THE PROBLEM>
The answer is all of the data, repeated exactly.

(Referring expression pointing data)
=== Begin Enclosure ===

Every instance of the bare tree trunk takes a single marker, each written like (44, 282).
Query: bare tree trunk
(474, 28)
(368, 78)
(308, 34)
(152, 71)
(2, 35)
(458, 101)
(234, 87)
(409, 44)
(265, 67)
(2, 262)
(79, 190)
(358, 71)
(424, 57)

=== End Enclosure ===

RESPONSE>
Every instance of the bare tree trunk takes a single marker, each written like (44, 282).
Query: bare tree trunk
(474, 28)
(368, 78)
(308, 34)
(152, 71)
(2, 35)
(458, 101)
(234, 87)
(409, 44)
(265, 67)
(2, 262)
(79, 190)
(358, 71)
(424, 57)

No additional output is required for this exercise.